* **Given information**:
"""
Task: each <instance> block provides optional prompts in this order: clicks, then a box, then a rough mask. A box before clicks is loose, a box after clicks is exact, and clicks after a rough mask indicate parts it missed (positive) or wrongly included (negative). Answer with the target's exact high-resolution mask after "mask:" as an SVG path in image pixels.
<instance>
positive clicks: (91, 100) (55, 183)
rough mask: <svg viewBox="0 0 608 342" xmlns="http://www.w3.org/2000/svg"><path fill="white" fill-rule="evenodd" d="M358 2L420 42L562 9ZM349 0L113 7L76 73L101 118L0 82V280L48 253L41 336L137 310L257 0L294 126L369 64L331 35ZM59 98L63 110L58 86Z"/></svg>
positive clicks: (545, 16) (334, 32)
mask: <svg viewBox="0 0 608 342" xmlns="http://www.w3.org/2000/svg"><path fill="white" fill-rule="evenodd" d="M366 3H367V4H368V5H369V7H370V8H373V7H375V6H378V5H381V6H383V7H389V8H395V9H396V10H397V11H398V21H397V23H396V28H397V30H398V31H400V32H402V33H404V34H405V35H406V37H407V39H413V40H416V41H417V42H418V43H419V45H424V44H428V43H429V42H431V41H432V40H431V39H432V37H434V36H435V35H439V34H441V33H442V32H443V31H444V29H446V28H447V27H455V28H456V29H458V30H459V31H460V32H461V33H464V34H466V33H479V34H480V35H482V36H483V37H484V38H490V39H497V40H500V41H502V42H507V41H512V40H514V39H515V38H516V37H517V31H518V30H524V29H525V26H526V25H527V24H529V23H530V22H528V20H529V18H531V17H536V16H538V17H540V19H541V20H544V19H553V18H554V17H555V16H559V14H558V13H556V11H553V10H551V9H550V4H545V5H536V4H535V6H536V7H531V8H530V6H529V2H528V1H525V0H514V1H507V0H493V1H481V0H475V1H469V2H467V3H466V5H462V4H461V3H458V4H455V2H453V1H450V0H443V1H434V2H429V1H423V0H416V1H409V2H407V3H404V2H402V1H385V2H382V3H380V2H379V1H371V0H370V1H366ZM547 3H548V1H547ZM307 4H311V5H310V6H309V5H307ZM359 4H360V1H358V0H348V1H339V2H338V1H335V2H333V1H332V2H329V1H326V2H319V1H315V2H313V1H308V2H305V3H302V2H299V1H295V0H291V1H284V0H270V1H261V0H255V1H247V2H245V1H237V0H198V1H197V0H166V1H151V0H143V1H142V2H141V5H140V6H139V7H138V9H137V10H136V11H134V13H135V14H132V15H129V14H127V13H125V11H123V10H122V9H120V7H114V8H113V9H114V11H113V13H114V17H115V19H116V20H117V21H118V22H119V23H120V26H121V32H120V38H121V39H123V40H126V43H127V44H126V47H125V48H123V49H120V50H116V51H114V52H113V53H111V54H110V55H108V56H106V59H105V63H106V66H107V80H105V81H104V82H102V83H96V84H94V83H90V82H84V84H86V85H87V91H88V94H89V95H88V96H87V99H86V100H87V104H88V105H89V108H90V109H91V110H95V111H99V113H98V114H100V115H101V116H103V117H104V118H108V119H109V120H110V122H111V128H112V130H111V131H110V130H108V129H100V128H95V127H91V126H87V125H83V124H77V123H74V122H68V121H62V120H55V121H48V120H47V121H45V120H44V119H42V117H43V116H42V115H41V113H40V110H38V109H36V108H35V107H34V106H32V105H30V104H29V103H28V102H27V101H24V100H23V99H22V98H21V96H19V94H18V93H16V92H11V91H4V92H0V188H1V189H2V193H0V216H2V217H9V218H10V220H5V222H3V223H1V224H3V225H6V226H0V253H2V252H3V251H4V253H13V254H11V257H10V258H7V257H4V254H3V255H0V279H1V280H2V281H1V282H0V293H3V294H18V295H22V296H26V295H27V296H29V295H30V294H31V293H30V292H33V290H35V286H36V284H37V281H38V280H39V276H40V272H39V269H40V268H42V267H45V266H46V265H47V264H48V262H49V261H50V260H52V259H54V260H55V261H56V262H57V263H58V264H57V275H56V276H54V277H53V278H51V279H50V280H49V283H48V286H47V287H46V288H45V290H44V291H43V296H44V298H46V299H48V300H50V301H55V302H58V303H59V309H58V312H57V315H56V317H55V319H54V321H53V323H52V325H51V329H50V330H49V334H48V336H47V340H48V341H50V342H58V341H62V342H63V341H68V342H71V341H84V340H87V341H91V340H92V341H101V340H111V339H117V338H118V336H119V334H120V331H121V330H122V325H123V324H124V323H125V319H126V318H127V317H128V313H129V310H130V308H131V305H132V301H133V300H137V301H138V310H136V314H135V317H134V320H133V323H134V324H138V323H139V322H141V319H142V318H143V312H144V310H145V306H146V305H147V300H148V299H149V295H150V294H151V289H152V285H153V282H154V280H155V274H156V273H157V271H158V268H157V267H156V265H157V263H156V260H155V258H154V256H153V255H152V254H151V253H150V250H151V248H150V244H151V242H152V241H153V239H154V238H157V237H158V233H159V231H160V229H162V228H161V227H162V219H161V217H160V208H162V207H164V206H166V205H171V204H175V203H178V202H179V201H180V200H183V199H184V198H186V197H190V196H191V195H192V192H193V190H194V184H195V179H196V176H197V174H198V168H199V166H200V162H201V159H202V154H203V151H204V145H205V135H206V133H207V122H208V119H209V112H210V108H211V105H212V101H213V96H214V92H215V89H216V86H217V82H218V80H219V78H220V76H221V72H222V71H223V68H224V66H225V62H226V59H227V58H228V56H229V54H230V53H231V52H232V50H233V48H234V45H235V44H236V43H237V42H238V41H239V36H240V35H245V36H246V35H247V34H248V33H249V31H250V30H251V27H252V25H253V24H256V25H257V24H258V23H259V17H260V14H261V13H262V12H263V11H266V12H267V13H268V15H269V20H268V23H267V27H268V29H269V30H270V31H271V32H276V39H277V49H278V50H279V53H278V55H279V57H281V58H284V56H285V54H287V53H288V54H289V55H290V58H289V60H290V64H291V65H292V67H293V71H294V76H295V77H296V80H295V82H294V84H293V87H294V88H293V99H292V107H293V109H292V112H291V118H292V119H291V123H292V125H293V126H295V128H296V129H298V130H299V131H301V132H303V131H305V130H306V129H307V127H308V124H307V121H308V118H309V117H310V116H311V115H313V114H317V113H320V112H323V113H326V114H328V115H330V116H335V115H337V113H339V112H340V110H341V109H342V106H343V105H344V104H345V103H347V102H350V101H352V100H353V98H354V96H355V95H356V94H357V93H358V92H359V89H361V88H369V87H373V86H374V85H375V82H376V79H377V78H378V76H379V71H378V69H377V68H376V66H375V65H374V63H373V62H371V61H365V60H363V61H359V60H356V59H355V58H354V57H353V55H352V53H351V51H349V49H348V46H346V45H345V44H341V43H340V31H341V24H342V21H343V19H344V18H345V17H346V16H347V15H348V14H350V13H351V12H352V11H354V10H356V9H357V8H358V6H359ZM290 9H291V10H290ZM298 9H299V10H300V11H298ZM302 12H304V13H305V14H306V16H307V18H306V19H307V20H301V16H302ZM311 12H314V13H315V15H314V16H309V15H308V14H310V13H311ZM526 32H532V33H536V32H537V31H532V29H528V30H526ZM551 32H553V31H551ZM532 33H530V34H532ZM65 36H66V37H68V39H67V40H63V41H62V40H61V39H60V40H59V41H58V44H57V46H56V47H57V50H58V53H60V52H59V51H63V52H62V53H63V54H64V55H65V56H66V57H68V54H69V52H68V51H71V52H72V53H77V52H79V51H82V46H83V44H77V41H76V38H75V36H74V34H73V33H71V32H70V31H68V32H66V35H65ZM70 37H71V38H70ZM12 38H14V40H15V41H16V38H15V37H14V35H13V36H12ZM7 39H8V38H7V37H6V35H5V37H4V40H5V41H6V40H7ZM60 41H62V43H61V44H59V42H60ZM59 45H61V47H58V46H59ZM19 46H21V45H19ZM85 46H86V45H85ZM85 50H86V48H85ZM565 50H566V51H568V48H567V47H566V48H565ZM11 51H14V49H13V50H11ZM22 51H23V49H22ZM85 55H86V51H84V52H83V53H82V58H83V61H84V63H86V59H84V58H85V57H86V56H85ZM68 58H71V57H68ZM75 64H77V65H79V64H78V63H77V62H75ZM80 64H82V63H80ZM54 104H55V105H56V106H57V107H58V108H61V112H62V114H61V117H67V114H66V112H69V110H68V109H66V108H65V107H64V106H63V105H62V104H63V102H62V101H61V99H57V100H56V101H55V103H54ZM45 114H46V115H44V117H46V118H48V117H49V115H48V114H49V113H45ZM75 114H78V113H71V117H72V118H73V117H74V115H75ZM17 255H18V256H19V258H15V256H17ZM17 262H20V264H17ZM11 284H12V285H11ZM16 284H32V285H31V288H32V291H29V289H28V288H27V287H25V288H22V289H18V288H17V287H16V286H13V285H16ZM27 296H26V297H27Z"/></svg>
"""
"""
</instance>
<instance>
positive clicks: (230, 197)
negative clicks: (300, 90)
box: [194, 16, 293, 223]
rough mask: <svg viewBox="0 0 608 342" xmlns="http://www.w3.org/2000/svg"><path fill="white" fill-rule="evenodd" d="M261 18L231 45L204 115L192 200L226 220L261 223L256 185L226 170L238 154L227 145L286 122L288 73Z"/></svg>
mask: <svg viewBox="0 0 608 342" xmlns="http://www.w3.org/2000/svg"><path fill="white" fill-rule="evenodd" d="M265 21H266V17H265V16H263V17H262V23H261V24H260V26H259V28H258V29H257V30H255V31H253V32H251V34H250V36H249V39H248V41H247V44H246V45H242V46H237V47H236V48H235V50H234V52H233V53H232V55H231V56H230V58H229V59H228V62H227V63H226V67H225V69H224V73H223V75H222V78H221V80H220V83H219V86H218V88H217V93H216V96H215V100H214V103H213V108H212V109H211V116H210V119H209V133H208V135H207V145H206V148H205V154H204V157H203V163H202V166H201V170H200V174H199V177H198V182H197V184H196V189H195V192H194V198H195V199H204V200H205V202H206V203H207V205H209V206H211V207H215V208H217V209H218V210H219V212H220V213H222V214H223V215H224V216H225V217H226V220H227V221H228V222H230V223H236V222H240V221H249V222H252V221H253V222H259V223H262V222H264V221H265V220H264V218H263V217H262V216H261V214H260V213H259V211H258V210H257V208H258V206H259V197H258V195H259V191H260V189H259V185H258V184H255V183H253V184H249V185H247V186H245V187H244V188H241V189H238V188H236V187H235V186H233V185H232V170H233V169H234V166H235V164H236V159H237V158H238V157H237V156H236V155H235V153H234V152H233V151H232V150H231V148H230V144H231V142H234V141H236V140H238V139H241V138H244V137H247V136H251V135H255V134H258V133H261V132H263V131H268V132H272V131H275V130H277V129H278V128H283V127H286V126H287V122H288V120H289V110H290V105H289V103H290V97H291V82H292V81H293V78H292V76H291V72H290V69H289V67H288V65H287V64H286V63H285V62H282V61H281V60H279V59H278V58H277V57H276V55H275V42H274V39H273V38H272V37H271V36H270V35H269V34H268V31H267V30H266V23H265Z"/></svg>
"""
Which lines of the entries above contain the string "instance"? Show each of those lines in full.

Task: each <instance> block provides optional prompts in this order: clicks, then a box, then a rough mask. A box before clicks is loose, a box after clicks is exact, and clicks after a rough mask indicate parts it missed (positive) or wrongly included (negative). Answer with the target's exact high-resolution mask after "mask:" as an SVG path in image pixels.
<instance>
</instance>
<instance>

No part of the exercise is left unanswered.